**PROMPT**
Report how many lines of the records below include the word "after". Give nothing but the number.

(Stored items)
══════════════════════════════
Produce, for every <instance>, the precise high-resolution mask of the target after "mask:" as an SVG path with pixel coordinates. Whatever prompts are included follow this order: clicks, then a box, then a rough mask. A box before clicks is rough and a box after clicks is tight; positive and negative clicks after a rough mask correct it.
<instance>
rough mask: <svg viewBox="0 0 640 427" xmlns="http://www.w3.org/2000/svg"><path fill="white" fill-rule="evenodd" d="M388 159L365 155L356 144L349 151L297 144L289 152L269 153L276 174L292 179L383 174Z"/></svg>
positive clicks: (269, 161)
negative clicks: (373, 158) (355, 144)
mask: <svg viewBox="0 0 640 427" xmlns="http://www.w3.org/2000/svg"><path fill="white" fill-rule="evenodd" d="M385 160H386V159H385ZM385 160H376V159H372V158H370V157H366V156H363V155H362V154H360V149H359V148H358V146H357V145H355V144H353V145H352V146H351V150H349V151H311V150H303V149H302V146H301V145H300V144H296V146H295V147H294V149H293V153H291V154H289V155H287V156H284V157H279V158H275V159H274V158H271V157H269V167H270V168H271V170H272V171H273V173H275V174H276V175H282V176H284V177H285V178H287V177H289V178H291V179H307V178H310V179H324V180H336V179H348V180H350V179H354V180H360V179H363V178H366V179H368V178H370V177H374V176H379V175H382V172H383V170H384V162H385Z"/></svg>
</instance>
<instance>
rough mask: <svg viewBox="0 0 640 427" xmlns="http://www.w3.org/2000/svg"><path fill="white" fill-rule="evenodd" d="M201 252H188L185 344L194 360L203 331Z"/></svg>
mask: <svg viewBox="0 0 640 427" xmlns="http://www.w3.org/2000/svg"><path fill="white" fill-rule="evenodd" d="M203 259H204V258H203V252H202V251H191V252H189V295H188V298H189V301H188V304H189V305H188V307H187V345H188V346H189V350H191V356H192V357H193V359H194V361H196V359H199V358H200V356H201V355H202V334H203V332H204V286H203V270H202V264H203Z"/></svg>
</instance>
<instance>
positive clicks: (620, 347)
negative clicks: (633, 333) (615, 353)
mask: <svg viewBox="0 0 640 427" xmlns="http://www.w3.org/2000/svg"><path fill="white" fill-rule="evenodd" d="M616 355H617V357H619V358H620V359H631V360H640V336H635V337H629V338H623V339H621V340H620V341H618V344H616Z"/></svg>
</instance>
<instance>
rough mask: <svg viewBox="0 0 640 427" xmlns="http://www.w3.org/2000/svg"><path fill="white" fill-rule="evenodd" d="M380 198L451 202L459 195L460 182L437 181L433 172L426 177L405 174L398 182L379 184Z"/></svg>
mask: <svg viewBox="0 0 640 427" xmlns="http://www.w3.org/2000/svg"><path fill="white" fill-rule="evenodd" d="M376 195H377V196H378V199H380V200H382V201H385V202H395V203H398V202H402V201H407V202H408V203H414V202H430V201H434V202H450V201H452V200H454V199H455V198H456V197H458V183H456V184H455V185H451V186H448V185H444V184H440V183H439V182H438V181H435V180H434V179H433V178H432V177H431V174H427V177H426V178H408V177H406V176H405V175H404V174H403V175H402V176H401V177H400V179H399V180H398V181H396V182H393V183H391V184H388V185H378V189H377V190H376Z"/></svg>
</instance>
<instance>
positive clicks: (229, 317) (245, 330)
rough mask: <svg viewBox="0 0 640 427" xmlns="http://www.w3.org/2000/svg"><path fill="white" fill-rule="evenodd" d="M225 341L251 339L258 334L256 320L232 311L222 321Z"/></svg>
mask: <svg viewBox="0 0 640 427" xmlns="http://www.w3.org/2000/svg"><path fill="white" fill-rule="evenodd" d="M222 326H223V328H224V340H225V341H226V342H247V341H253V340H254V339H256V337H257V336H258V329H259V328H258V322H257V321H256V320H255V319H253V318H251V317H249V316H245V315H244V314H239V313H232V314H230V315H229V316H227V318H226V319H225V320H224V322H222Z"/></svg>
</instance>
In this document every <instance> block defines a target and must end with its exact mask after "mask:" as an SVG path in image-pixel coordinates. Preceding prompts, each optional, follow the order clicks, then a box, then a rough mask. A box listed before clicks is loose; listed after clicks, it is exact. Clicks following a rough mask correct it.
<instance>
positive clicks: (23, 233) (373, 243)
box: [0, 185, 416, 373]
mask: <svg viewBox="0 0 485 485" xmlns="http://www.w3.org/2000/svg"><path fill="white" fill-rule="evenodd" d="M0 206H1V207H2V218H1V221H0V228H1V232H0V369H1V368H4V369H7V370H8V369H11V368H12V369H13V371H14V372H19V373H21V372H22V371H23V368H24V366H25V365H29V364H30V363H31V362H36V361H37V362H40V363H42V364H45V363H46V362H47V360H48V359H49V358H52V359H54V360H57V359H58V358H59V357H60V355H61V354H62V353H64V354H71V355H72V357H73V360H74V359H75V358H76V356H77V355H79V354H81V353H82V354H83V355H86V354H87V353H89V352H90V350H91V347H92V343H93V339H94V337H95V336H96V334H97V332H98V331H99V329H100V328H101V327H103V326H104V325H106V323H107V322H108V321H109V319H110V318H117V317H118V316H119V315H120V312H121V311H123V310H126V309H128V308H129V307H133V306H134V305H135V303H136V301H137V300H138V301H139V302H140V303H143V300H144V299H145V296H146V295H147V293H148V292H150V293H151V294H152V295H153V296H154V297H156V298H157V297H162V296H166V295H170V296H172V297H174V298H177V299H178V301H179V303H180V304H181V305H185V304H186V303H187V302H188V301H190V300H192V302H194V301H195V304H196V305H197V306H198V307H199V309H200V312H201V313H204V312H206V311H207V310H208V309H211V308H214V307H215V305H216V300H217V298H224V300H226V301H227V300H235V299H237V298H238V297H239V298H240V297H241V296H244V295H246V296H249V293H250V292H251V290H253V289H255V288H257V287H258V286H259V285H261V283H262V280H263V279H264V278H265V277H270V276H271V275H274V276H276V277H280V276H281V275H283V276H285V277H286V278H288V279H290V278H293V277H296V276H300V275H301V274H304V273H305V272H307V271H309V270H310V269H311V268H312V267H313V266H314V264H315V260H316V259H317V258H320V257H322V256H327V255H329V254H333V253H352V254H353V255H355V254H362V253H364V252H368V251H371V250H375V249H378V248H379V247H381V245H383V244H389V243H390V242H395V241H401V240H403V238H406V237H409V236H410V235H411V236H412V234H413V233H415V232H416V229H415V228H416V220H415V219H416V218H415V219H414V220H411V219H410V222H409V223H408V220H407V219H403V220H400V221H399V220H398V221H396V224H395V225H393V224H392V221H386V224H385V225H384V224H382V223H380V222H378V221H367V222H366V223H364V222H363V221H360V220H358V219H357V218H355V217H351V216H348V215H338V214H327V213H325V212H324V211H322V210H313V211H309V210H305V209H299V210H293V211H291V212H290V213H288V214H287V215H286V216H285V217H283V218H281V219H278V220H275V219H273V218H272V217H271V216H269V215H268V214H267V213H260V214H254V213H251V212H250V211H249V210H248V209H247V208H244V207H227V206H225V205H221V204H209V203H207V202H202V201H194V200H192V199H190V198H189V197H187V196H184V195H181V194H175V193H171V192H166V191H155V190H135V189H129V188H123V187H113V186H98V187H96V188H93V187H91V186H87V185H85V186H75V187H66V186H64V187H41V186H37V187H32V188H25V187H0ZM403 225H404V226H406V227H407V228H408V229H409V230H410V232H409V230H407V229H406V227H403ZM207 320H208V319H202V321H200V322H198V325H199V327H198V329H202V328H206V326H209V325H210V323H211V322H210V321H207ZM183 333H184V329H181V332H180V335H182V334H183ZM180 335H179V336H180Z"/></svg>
══════════════════════════════
**SOLUTION TO THIS PROBLEM**
2